BEGIN Extracted records

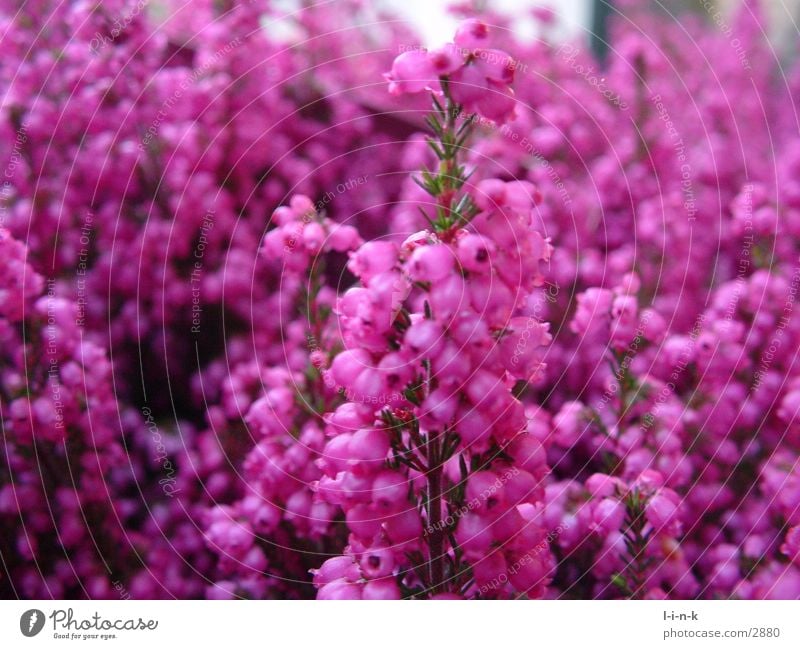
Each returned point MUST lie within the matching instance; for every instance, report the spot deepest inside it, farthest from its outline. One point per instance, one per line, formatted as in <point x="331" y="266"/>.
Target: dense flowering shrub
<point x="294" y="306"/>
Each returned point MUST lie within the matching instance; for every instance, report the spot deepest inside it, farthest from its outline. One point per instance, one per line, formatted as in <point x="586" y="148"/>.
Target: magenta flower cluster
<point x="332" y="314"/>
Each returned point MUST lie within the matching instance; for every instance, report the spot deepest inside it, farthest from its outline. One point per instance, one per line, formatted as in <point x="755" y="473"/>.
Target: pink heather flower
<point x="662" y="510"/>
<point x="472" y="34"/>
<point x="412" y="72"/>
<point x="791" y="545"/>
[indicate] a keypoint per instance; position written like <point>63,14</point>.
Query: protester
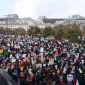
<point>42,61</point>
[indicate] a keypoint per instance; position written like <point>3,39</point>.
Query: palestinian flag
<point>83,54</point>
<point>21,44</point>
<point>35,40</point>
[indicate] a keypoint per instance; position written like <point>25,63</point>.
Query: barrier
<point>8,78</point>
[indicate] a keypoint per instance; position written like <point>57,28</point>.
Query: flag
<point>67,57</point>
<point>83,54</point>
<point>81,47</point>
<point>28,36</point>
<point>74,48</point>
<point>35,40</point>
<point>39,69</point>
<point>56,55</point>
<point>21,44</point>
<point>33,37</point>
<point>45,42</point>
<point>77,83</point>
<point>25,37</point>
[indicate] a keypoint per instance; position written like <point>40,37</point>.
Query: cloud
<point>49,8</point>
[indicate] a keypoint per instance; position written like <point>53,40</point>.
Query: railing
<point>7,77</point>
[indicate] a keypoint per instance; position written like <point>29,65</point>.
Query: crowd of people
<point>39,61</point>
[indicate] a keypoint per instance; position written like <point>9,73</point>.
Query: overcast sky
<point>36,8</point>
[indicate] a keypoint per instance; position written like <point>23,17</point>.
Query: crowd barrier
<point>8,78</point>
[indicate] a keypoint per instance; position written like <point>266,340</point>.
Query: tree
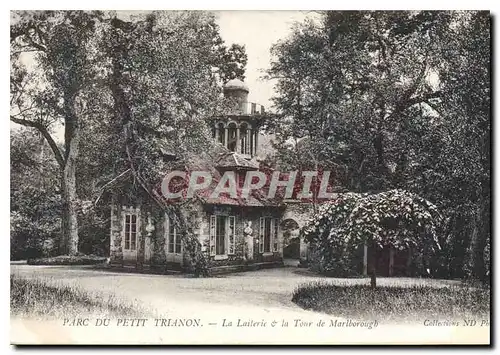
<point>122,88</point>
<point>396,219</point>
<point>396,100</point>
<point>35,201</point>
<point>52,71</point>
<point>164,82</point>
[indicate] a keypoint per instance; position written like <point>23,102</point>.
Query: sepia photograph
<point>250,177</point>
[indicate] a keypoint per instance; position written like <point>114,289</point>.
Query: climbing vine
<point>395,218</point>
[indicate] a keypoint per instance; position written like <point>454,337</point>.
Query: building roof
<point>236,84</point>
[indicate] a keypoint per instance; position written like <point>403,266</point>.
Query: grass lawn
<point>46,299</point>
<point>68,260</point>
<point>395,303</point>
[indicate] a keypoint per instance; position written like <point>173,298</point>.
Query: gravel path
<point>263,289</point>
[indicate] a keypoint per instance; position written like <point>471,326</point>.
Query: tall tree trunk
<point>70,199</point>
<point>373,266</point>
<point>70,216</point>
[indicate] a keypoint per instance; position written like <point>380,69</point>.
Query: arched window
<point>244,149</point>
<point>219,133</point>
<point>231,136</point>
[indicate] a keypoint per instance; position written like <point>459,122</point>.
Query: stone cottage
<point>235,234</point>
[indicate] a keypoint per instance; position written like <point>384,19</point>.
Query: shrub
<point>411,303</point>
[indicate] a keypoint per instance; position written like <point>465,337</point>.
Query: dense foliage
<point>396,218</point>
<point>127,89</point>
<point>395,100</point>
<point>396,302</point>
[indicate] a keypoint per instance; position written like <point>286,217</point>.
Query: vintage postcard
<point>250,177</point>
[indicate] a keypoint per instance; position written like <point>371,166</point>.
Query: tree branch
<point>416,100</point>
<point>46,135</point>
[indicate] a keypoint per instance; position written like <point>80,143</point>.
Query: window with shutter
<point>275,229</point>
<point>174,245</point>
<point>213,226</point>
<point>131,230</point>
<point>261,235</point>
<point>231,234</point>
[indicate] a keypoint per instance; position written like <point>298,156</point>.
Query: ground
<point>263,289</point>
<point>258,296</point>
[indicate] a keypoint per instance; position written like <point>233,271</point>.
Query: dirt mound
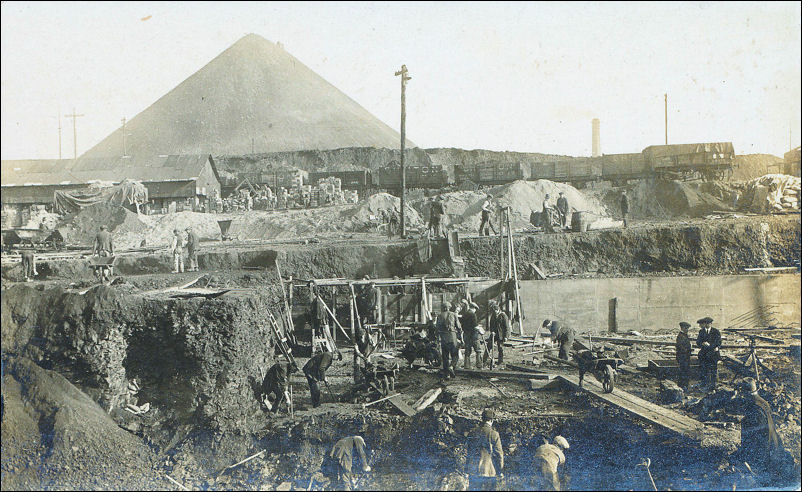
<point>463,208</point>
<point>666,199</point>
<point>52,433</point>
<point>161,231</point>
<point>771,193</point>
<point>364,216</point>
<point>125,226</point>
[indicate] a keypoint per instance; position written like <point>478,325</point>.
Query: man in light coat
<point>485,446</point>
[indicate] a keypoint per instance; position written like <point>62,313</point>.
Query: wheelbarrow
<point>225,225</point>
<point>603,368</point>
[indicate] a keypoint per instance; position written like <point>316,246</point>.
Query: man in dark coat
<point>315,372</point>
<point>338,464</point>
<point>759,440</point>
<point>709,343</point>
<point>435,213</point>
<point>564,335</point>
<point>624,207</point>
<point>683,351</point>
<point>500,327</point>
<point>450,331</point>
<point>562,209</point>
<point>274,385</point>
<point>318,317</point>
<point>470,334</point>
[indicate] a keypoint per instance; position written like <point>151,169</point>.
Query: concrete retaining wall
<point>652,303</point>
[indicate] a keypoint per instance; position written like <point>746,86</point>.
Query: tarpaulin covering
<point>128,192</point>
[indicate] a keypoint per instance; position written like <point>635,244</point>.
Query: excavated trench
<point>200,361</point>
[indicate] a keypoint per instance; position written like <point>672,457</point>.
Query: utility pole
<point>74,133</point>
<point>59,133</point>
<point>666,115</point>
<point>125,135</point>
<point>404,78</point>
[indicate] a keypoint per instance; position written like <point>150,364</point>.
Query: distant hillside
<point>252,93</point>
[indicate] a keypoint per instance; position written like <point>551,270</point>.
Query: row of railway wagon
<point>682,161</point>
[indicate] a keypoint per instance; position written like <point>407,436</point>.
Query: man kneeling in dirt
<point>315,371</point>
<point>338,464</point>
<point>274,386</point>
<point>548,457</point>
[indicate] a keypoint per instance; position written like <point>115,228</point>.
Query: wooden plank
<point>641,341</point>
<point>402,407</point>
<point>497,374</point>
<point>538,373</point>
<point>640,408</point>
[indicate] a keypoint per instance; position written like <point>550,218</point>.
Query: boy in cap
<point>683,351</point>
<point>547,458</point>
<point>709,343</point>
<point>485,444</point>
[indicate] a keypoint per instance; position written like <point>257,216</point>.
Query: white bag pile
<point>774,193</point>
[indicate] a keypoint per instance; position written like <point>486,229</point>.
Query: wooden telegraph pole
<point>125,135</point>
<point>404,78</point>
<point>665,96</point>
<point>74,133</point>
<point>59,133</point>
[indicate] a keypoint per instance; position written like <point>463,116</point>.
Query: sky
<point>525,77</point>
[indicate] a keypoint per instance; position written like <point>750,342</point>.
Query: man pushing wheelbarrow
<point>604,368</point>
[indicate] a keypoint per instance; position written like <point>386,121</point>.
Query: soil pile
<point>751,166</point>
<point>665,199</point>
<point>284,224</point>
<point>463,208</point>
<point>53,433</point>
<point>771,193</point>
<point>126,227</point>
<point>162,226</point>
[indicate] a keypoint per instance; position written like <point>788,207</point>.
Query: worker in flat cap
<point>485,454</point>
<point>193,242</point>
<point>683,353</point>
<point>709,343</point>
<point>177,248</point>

END Extracted records

Can you rewrite the stretch of the listing from the line containing "written like <point>672,457</point>." through the line containing "<point>640,408</point>", both ends included and requests kept, and scale every answer coordinate by 1.5, rounding to whole numbers with halves going up? Leave the requests and their format samples unchanged.

## Answer below
[indicate] a keypoint per instance; position written like <point>672,457</point>.
Query: utility pole
<point>111,200</point>
<point>89,200</point>
<point>999,173</point>
<point>188,203</point>
<point>606,117</point>
[indicate] a keypoint per instance; position written like <point>150,364</point>.
Query: distant hillside
<point>378,140</point>
[indicate] a keypoint per instance; position written like <point>551,270</point>.
Query: row of railway wagon
<point>1023,242</point>
[indicate] a keypoint per instance; position written like <point>407,436</point>.
Query: man kneeling in dirt
<point>473,557</point>
<point>507,696</point>
<point>411,579</point>
<point>822,686</point>
[indicate] a keypoint per instance; position written like <point>115,228</point>.
Query: wooden plank
<point>962,512</point>
<point>603,611</point>
<point>746,561</point>
<point>807,560</point>
<point>960,612</point>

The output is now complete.